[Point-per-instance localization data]
____________________
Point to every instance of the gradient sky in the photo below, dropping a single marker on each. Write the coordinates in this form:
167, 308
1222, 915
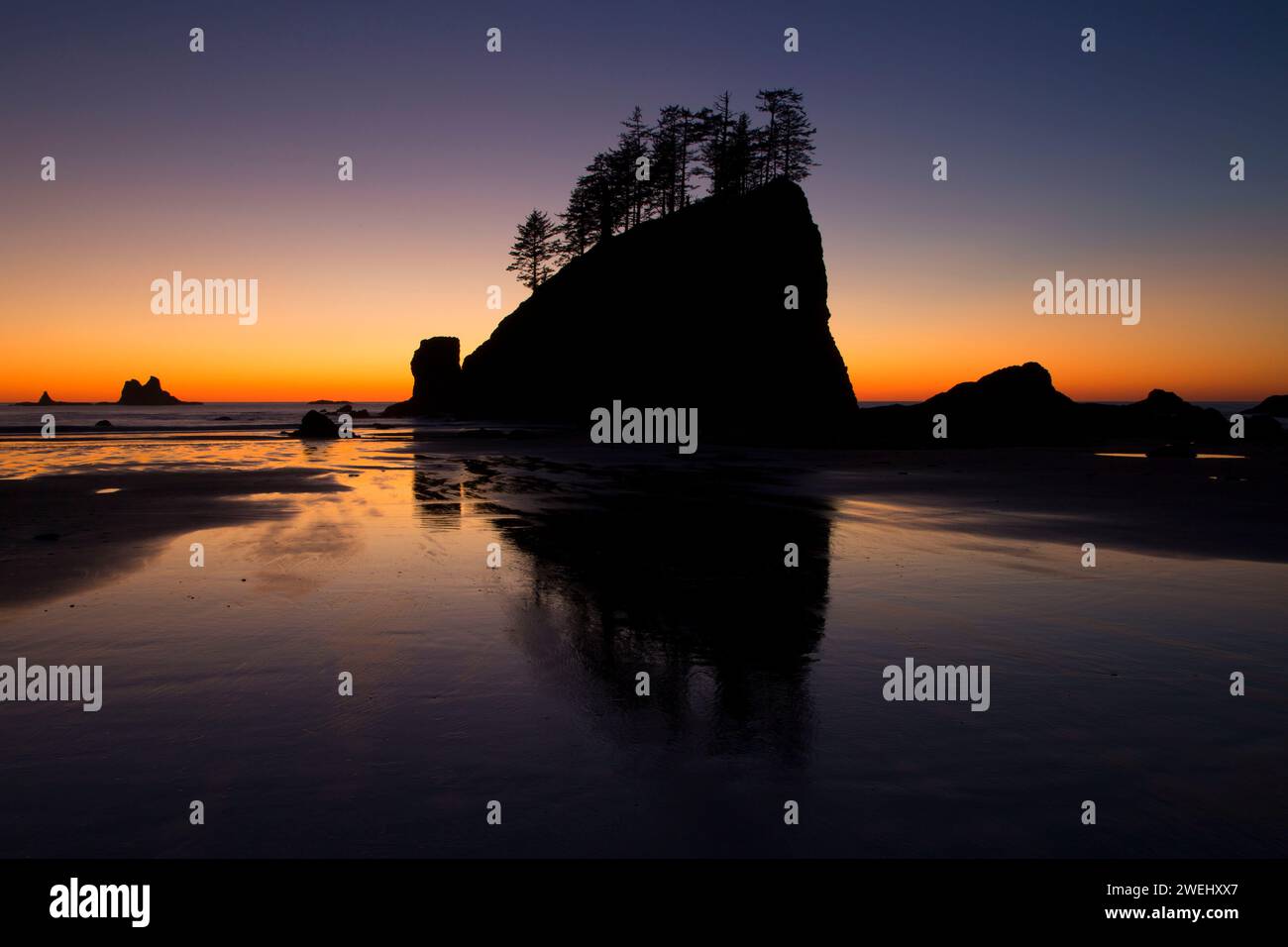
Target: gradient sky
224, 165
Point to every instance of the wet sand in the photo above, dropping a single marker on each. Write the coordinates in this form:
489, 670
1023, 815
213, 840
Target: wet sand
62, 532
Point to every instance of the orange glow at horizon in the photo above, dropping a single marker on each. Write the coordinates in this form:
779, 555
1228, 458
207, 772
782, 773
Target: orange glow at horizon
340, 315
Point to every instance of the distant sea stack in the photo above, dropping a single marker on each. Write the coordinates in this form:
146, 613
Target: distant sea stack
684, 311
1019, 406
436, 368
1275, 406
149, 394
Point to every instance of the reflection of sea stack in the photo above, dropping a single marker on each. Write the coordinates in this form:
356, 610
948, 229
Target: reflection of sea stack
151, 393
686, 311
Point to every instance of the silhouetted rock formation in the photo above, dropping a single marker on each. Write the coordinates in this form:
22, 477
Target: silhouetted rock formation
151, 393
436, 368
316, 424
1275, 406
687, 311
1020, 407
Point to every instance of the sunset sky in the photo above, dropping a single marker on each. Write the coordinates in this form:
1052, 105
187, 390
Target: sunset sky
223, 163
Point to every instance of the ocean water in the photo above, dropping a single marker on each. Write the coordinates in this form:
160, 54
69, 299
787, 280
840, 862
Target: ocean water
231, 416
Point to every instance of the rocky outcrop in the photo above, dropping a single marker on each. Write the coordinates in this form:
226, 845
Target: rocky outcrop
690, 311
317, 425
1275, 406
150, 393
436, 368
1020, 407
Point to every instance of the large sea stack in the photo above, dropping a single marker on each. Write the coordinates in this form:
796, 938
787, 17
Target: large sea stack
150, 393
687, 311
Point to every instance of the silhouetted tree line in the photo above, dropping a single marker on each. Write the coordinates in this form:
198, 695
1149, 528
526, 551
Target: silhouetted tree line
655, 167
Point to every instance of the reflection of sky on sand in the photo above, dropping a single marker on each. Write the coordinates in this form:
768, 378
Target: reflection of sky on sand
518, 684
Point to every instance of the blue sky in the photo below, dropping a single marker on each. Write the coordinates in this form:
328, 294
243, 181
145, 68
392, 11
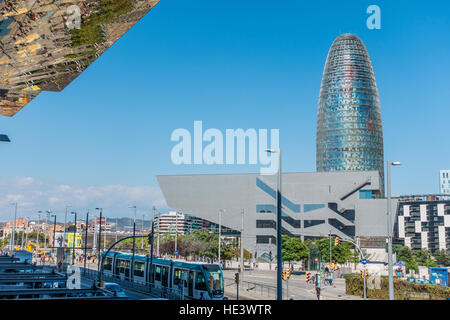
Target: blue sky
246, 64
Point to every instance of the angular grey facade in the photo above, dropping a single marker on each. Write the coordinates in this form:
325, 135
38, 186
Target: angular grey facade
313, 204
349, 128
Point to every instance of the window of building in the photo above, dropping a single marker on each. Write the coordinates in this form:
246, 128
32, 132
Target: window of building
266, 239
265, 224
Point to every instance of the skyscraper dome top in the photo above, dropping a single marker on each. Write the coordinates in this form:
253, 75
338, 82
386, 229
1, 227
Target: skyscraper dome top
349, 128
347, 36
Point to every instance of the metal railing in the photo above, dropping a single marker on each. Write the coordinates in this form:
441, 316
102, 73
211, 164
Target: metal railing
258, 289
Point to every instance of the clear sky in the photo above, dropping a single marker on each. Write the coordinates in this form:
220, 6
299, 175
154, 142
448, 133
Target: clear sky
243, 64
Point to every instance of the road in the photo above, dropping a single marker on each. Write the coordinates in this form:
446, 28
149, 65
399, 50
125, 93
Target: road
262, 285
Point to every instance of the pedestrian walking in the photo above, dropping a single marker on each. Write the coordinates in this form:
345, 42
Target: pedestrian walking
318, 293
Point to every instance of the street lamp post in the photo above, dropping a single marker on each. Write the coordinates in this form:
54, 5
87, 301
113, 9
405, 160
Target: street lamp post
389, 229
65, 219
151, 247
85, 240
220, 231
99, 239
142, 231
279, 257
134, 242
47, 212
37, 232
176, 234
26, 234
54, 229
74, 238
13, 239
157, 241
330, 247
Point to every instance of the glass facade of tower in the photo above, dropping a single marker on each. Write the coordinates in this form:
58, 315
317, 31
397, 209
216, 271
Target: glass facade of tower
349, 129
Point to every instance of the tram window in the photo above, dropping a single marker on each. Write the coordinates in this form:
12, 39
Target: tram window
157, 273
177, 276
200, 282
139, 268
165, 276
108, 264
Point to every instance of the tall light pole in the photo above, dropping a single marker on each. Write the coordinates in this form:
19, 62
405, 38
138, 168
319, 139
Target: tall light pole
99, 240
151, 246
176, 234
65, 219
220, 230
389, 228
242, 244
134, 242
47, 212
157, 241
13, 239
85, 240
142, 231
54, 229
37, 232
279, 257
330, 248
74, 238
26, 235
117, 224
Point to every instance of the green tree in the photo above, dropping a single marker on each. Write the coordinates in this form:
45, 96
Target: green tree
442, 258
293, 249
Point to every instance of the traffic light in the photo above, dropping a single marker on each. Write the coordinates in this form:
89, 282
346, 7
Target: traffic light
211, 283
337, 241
____________________
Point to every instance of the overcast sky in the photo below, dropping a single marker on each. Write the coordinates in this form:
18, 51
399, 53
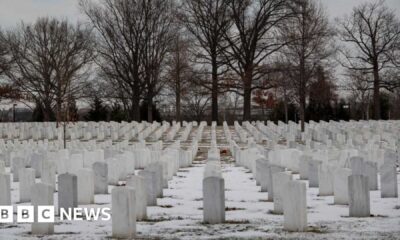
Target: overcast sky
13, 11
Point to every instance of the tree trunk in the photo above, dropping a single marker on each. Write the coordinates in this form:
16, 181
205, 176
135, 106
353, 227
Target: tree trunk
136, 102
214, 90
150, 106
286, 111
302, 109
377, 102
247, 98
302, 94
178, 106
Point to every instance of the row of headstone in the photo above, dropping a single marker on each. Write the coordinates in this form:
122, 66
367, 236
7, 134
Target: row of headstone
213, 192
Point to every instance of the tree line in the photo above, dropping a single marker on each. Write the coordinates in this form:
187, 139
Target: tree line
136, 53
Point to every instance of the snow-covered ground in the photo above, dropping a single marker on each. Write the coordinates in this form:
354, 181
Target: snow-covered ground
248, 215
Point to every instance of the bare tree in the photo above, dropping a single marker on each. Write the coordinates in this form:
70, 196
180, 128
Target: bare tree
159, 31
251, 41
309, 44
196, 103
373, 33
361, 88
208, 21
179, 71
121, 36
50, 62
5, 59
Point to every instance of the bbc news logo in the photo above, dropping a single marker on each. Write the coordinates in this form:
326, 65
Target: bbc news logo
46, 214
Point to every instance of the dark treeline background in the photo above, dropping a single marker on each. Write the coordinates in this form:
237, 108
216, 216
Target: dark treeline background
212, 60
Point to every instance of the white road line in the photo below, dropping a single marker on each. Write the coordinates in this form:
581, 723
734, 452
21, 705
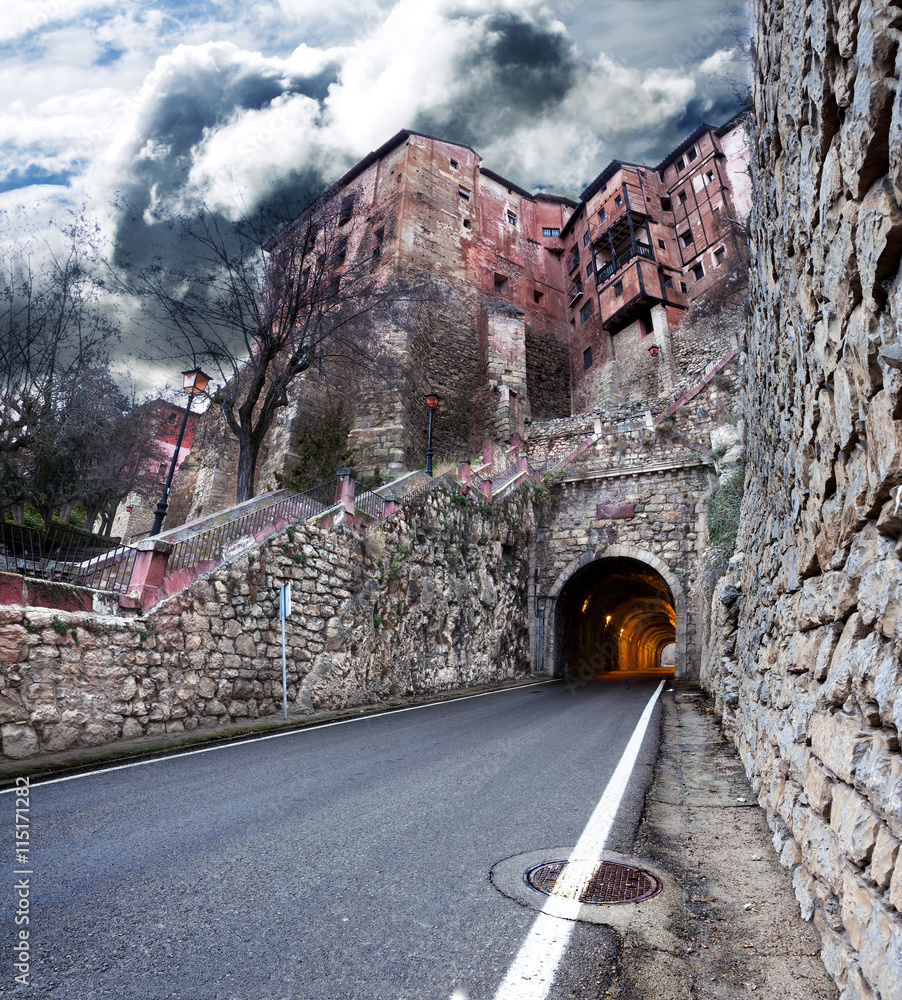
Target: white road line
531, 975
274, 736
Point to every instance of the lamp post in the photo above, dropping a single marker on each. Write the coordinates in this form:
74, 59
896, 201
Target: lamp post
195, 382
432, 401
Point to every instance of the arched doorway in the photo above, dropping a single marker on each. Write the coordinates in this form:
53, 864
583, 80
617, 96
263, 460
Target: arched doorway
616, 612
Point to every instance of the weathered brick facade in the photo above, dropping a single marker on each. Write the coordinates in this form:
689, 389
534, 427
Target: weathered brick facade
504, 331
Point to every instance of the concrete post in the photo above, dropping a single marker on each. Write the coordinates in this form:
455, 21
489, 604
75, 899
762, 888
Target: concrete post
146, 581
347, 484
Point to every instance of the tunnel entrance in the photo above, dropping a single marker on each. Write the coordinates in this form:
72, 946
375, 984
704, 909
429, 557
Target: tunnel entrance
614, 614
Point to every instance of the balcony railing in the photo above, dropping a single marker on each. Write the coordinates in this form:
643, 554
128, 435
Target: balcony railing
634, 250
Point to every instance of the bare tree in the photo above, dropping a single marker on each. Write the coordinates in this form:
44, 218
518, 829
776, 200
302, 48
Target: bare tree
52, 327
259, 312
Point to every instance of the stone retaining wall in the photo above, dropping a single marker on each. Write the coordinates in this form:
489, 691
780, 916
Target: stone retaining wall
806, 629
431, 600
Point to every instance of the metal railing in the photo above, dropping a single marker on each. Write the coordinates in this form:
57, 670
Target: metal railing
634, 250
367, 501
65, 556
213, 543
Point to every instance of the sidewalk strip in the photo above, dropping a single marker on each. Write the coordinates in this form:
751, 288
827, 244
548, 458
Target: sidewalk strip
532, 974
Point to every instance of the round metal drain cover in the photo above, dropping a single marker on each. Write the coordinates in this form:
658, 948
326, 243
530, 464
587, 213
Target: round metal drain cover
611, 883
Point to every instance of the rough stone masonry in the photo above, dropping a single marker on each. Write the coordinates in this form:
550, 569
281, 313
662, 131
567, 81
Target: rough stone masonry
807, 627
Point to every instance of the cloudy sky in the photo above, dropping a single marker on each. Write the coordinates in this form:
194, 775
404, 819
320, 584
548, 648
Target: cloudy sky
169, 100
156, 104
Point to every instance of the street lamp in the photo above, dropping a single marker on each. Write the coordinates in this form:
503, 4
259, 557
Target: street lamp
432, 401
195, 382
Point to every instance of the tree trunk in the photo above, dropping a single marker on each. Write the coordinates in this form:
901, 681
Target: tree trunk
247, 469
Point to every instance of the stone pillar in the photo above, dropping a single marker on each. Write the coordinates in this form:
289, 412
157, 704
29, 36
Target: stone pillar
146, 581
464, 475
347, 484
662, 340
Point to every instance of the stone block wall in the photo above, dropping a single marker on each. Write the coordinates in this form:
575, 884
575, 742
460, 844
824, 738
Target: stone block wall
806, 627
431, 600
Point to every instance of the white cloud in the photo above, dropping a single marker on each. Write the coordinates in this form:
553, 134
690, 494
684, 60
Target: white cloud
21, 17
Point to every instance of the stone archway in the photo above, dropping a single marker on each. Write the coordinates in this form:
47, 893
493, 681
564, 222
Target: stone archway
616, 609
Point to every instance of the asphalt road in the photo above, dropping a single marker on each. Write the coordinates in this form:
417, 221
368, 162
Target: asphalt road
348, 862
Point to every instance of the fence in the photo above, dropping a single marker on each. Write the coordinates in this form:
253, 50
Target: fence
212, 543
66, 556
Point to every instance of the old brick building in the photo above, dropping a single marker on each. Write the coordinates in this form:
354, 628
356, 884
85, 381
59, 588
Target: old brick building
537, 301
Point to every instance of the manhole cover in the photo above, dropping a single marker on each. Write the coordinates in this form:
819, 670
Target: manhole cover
____________________
BRIEF:
Leaving pictures out, output the lines of the data above from the one with "Point to every instance of the gradient" through the one with "Point to every instance of the ocean", word for word.

RESULT FOR THIS EXERCISE:
Point to every instance of the gradient sky in the photo below, dropping a single marker on each. Write the coordinates in this form:
167, 308
1222, 915
Target: gradient sky
224, 165
Point to every instance of the wet sand in the photo above, dropping a single marker on each. Write the coordinates in this form:
489, 670
1023, 815
213, 840
Target: wet sand
62, 532
Point to every instance of the orange glow at horizon in the photo above, dropping a single marker on each. Write the coordinates in this form:
779, 555
1228, 458
207, 772
782, 773
Target: orange glow at horizon
340, 315
Point to every instance of the distant sea stack in the photo above, dropping a single marker on each. Write the coordinates in this form:
146, 613
Target: distant sea stack
684, 311
1019, 406
436, 368
1275, 406
149, 394
Point to every instance of the reflection of sea stack in the photo above, dropping a single marker on each. Write the coordinates in this form:
356, 610
948, 229
Target: reflection of sea stack
151, 393
686, 311
Point to every instance of the silhouetted rock formation in the photo above, dropping a single marker on each. Write the coordinates in this form:
22, 477
Target: silhouetted rock formation
151, 393
436, 368
316, 424
1275, 406
687, 311
1020, 407
Point to every instance of the sunset sky in the photo above, dropping a single marker on each. Write the coordinates in this form:
1052, 105
187, 390
Target: sunset sky
223, 163
Point to every instance of the ocean water in the photo above, dropping a single marker on each. Write the coordinates in this form:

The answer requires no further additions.